RECORDED DATA →

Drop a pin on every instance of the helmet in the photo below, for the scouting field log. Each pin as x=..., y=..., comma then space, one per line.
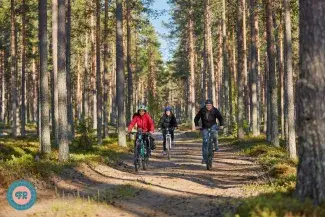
x=142, y=107
x=208, y=101
x=168, y=108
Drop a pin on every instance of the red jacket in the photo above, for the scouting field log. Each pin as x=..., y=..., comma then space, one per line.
x=144, y=122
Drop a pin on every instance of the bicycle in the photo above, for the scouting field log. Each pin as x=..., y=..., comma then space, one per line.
x=141, y=154
x=168, y=142
x=209, y=146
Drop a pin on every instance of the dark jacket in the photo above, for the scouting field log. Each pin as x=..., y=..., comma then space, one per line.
x=167, y=121
x=208, y=118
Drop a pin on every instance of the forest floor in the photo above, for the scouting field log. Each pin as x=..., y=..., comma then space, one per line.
x=179, y=187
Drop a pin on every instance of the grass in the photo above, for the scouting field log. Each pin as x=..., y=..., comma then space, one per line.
x=17, y=158
x=276, y=196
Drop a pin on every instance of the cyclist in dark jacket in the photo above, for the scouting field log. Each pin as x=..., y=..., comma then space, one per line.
x=168, y=120
x=208, y=115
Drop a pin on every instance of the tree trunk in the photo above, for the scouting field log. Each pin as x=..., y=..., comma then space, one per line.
x=291, y=142
x=192, y=69
x=272, y=73
x=98, y=76
x=85, y=92
x=23, y=70
x=120, y=74
x=106, y=75
x=226, y=70
x=246, y=85
x=310, y=101
x=254, y=68
x=210, y=53
x=62, y=84
x=93, y=70
x=14, y=74
x=129, y=64
x=45, y=136
x=69, y=76
x=241, y=69
x=54, y=75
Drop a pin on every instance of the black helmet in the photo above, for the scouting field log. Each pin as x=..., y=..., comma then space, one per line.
x=208, y=101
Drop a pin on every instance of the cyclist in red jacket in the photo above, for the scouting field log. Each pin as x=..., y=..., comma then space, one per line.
x=144, y=123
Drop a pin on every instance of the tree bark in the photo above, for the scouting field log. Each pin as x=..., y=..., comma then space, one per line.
x=14, y=73
x=226, y=70
x=69, y=76
x=241, y=69
x=192, y=69
x=62, y=84
x=310, y=102
x=272, y=73
x=45, y=136
x=54, y=75
x=23, y=71
x=291, y=142
x=120, y=94
x=98, y=76
x=129, y=64
x=106, y=74
x=254, y=68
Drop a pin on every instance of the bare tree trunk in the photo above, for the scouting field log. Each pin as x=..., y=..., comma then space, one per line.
x=3, y=88
x=246, y=85
x=291, y=142
x=192, y=69
x=62, y=84
x=93, y=70
x=226, y=70
x=272, y=73
x=254, y=68
x=120, y=74
x=14, y=74
x=69, y=76
x=23, y=70
x=210, y=53
x=85, y=92
x=241, y=69
x=54, y=75
x=45, y=136
x=106, y=75
x=311, y=104
x=98, y=74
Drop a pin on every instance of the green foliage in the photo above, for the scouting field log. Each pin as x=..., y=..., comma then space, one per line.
x=275, y=198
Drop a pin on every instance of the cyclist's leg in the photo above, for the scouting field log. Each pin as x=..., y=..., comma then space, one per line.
x=215, y=140
x=205, y=135
x=148, y=145
x=164, y=143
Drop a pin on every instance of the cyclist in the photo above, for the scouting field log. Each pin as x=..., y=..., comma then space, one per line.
x=208, y=115
x=144, y=123
x=168, y=120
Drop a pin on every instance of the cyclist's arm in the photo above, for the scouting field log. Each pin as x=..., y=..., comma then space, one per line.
x=219, y=117
x=197, y=118
x=133, y=122
x=151, y=125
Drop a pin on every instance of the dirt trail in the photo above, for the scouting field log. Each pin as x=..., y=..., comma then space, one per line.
x=180, y=187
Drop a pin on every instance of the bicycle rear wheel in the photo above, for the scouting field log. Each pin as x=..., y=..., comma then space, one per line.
x=137, y=159
x=168, y=146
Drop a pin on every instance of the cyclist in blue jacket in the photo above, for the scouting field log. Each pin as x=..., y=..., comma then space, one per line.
x=208, y=115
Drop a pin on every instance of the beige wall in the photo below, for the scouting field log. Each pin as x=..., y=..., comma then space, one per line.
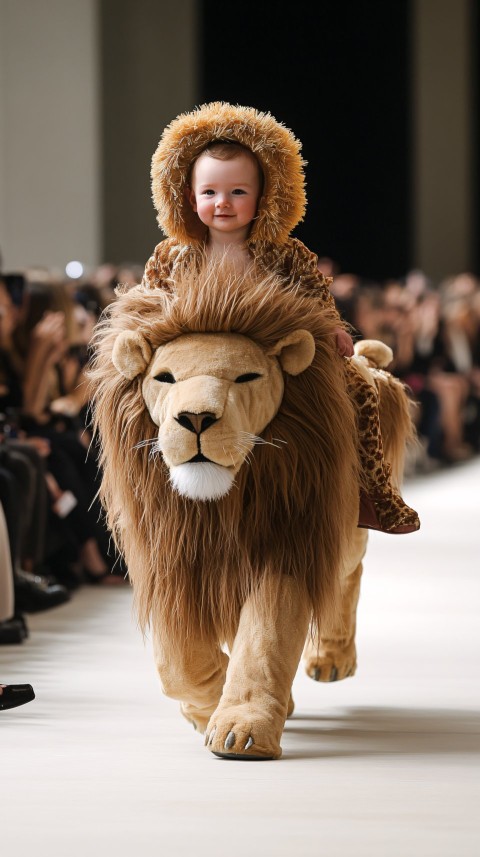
x=149, y=75
x=86, y=87
x=49, y=134
x=442, y=138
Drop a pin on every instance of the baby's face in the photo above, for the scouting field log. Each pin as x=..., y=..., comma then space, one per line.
x=225, y=194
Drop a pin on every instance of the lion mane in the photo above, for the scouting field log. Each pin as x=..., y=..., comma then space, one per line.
x=295, y=499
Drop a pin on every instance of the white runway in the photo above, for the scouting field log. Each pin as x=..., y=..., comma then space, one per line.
x=381, y=765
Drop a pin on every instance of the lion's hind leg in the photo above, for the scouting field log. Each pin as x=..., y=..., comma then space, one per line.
x=333, y=657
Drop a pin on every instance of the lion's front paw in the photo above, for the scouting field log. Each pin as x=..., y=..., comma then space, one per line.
x=331, y=663
x=240, y=733
x=198, y=718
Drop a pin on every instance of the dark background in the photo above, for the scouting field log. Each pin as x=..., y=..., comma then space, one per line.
x=342, y=85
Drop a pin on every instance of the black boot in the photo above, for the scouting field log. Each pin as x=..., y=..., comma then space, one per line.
x=12, y=695
x=34, y=593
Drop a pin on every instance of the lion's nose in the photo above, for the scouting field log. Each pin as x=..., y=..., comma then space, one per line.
x=197, y=423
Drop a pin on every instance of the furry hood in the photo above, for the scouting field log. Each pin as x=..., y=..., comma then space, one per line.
x=283, y=202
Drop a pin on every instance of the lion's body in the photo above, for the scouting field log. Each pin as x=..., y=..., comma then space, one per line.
x=283, y=542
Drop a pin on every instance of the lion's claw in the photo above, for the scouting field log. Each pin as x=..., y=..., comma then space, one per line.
x=229, y=741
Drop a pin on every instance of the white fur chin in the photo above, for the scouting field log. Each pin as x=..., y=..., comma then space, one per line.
x=201, y=480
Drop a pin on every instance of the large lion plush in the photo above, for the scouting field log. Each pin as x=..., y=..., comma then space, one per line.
x=230, y=481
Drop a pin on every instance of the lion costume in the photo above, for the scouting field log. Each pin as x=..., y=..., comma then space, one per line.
x=230, y=480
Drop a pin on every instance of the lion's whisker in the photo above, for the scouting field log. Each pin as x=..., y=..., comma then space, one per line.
x=260, y=441
x=146, y=442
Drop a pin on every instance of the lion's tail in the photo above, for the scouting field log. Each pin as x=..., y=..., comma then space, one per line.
x=398, y=430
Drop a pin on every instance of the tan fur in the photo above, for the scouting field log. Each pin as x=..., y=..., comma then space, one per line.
x=193, y=564
x=283, y=201
x=282, y=547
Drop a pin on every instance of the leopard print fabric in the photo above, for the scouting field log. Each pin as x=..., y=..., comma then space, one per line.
x=391, y=511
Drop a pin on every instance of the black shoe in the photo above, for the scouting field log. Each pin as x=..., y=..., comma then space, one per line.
x=19, y=617
x=34, y=593
x=11, y=632
x=13, y=695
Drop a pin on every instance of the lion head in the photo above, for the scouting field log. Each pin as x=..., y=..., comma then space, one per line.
x=211, y=396
x=227, y=440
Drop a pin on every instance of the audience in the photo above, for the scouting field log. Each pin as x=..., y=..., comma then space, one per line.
x=52, y=535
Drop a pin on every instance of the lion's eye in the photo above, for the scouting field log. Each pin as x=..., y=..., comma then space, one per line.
x=249, y=376
x=165, y=377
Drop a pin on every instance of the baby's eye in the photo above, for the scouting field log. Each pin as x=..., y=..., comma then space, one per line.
x=165, y=378
x=249, y=376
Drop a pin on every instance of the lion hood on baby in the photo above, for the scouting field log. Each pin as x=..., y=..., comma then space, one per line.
x=283, y=202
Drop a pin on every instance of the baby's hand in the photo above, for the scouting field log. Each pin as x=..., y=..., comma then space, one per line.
x=344, y=342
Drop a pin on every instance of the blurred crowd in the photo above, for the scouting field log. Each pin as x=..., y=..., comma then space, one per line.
x=53, y=538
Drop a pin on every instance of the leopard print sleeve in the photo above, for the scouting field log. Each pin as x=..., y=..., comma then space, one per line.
x=305, y=272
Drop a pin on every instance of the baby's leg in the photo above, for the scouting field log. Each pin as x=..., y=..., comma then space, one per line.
x=381, y=506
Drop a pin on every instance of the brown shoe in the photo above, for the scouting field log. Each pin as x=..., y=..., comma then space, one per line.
x=386, y=511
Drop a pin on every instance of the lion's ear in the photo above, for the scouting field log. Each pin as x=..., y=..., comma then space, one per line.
x=295, y=351
x=131, y=354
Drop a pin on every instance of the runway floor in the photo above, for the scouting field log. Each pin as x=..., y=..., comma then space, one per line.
x=381, y=765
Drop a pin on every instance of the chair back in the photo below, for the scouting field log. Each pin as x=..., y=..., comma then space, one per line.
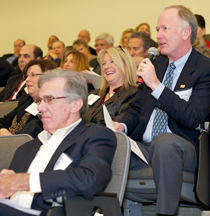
x=7, y=107
x=203, y=179
x=8, y=146
x=120, y=167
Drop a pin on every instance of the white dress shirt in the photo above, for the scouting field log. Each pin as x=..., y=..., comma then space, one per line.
x=147, y=136
x=50, y=143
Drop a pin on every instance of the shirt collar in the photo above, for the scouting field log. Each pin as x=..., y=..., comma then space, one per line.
x=181, y=62
x=45, y=136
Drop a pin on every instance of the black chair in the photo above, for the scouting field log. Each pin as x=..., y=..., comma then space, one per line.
x=141, y=189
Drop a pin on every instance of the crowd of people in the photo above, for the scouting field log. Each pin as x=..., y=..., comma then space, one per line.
x=71, y=144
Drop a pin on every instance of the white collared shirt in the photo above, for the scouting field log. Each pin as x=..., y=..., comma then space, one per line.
x=50, y=143
x=180, y=63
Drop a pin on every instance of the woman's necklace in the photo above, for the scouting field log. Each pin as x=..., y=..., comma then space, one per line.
x=111, y=94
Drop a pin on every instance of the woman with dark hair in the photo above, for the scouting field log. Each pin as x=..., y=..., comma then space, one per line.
x=83, y=48
x=75, y=61
x=19, y=120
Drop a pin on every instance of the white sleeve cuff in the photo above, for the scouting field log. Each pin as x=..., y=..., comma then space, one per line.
x=158, y=91
x=34, y=183
x=125, y=128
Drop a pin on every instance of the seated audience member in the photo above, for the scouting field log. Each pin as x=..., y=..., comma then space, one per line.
x=124, y=37
x=169, y=107
x=138, y=45
x=15, y=86
x=201, y=47
x=36, y=173
x=144, y=27
x=202, y=28
x=118, y=86
x=83, y=48
x=85, y=36
x=6, y=71
x=13, y=57
x=76, y=61
x=19, y=120
x=51, y=40
x=56, y=53
x=102, y=41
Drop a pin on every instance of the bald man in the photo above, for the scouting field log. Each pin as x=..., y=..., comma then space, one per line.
x=14, y=88
x=85, y=36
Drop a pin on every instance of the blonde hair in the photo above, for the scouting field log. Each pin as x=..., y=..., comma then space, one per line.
x=80, y=61
x=124, y=62
x=200, y=46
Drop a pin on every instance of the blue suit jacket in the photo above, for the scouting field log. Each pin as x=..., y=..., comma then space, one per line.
x=91, y=148
x=184, y=116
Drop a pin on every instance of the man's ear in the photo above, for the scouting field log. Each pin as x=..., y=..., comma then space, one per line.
x=76, y=105
x=186, y=32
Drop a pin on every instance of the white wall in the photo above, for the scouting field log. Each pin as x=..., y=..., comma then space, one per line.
x=36, y=20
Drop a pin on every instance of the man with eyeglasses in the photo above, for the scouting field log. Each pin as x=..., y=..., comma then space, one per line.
x=85, y=36
x=102, y=41
x=15, y=85
x=68, y=158
x=12, y=58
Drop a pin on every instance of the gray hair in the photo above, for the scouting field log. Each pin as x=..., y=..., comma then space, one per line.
x=146, y=40
x=107, y=37
x=75, y=87
x=187, y=18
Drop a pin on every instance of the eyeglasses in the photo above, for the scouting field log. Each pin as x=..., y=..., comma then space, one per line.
x=19, y=45
x=31, y=75
x=119, y=46
x=47, y=99
x=96, y=45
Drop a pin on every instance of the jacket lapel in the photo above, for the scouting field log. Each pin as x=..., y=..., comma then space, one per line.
x=188, y=69
x=65, y=144
x=111, y=100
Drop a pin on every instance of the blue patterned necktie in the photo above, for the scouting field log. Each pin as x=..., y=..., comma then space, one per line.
x=160, y=122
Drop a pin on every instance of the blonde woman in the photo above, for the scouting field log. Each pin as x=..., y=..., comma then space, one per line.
x=118, y=86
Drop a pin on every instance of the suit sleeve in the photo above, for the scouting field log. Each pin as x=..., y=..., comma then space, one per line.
x=188, y=113
x=92, y=172
x=125, y=105
x=6, y=121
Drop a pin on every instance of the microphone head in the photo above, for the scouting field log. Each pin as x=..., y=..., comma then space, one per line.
x=152, y=51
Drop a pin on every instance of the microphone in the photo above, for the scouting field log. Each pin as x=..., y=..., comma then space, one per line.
x=152, y=52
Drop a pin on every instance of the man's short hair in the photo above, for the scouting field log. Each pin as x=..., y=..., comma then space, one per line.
x=146, y=41
x=188, y=19
x=24, y=43
x=201, y=21
x=37, y=52
x=44, y=65
x=63, y=44
x=80, y=42
x=75, y=87
x=107, y=37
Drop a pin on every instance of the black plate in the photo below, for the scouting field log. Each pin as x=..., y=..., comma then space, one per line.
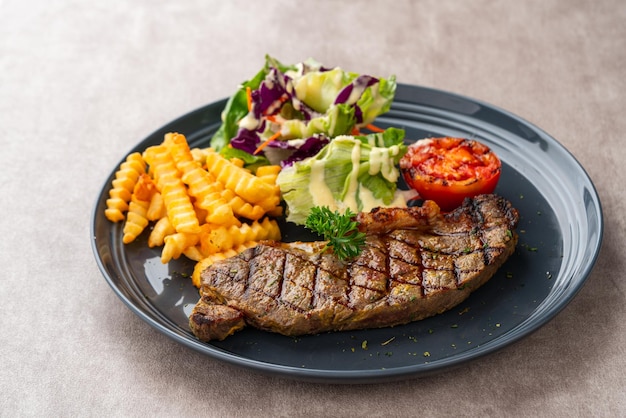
x=560, y=236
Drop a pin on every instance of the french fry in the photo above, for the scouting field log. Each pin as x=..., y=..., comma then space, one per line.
x=136, y=220
x=203, y=206
x=122, y=186
x=156, y=210
x=176, y=244
x=161, y=229
x=173, y=190
x=242, y=182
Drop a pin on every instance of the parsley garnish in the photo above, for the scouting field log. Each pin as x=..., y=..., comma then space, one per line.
x=340, y=230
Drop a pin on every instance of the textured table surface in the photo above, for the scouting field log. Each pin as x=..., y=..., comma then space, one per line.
x=81, y=83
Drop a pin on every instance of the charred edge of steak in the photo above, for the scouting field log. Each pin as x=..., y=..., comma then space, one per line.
x=429, y=265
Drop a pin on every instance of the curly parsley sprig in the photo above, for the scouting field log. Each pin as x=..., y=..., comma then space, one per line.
x=340, y=230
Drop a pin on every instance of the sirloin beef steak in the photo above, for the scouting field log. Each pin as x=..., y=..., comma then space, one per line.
x=417, y=262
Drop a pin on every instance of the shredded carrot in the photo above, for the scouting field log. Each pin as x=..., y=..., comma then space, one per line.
x=374, y=128
x=249, y=98
x=266, y=143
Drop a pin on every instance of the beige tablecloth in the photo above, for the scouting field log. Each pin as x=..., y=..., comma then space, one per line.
x=81, y=83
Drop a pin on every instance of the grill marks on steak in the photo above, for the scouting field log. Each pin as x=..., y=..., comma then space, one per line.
x=416, y=263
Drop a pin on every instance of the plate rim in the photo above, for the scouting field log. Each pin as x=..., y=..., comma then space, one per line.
x=530, y=324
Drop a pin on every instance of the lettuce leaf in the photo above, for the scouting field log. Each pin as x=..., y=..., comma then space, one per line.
x=351, y=172
x=299, y=101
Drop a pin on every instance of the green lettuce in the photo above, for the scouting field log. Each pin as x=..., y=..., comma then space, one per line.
x=332, y=179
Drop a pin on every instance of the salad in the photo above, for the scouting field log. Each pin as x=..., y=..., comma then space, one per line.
x=316, y=123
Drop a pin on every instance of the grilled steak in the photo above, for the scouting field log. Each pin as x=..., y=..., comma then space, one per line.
x=417, y=262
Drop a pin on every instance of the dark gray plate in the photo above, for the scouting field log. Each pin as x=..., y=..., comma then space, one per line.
x=560, y=236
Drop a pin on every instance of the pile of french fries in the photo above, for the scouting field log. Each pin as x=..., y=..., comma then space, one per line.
x=200, y=204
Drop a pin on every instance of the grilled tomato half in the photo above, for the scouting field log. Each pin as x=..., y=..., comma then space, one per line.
x=447, y=170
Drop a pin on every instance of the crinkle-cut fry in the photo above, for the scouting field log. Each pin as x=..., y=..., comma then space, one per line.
x=136, y=220
x=268, y=173
x=242, y=182
x=199, y=154
x=242, y=208
x=122, y=186
x=176, y=244
x=177, y=201
x=161, y=229
x=162, y=166
x=219, y=239
x=156, y=210
x=207, y=191
x=237, y=161
x=145, y=188
x=179, y=208
x=207, y=261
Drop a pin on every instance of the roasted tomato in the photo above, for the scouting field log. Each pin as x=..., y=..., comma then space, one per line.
x=447, y=170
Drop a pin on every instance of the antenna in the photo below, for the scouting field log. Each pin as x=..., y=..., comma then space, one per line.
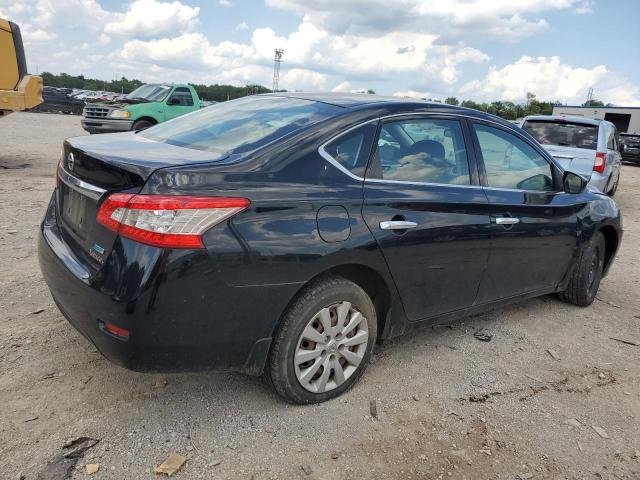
x=277, y=60
x=589, y=97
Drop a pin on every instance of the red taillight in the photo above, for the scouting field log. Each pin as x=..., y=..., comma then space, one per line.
x=600, y=163
x=116, y=330
x=171, y=221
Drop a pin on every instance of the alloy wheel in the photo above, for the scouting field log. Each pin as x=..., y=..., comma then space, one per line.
x=331, y=347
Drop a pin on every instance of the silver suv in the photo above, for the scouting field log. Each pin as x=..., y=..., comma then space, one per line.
x=581, y=145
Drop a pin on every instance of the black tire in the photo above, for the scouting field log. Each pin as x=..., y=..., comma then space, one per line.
x=315, y=297
x=142, y=125
x=586, y=276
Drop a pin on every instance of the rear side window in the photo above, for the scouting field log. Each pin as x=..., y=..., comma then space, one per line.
x=421, y=150
x=241, y=125
x=612, y=143
x=352, y=149
x=563, y=134
x=511, y=163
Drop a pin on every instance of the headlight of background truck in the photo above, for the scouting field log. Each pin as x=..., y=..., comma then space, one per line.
x=120, y=114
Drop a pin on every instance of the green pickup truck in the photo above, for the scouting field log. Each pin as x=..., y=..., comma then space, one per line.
x=142, y=108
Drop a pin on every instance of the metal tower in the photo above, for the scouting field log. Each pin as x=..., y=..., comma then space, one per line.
x=277, y=60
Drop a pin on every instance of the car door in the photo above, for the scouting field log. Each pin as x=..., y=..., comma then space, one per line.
x=534, y=224
x=428, y=213
x=179, y=102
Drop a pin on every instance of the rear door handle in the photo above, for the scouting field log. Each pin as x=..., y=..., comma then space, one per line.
x=507, y=221
x=397, y=225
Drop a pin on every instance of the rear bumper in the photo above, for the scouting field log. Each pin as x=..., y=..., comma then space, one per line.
x=180, y=314
x=105, y=125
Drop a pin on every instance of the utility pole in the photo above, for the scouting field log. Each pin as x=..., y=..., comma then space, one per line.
x=277, y=60
x=589, y=97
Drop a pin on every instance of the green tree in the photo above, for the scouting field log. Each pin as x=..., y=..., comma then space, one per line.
x=594, y=102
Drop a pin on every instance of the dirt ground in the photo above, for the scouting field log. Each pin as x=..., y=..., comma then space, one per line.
x=550, y=396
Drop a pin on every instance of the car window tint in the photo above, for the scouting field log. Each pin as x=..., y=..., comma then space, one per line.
x=352, y=149
x=611, y=140
x=512, y=163
x=421, y=150
x=563, y=133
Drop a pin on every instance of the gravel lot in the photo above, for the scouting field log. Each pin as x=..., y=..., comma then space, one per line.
x=449, y=406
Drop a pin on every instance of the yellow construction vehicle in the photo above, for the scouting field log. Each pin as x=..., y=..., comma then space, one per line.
x=18, y=91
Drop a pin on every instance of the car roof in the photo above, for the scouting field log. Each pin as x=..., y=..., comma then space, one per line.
x=351, y=99
x=393, y=105
x=565, y=118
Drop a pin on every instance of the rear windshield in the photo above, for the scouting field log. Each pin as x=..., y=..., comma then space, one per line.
x=564, y=134
x=152, y=93
x=241, y=125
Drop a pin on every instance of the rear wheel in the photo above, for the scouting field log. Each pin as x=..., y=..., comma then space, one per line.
x=585, y=279
x=324, y=342
x=142, y=125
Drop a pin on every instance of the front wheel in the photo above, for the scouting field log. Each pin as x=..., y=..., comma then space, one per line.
x=324, y=342
x=585, y=279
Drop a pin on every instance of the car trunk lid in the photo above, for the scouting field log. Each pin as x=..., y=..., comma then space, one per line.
x=94, y=167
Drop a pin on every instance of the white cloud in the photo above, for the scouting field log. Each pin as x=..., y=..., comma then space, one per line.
x=30, y=34
x=241, y=26
x=300, y=79
x=452, y=19
x=550, y=79
x=152, y=18
x=342, y=87
x=311, y=49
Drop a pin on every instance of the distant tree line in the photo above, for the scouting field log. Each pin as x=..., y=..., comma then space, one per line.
x=513, y=111
x=218, y=93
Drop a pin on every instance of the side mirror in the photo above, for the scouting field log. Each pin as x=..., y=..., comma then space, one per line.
x=573, y=183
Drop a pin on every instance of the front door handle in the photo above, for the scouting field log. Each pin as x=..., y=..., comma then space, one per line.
x=507, y=221
x=397, y=225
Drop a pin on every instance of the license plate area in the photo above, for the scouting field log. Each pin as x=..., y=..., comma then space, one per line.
x=77, y=210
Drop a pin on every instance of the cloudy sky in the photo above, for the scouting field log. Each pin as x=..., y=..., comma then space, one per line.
x=473, y=49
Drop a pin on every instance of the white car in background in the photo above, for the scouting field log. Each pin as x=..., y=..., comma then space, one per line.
x=581, y=145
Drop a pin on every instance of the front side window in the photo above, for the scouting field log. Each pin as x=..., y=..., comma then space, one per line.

TASK TO COMPLETE → Print exactly the lines that run from the line containing "Drop a pin on every instance of the cloudy" to the end of the data, both ends included.

ANSWER →
Drop a pin on every instance of the cloudy sky in the photo above, for the scouting field log. Each pin as x=..., y=..., comma then space, one per line.
x=473, y=49
Drop a pin on every instance of the white car in background in the photo above, for the scouting field log. Each pin as x=..., y=..., comma then space, one per line.
x=581, y=145
Drop a pin on every instance of the front side window in the photo above, for the scouting field log. Each pin as x=..., y=..., comma then space, one per line.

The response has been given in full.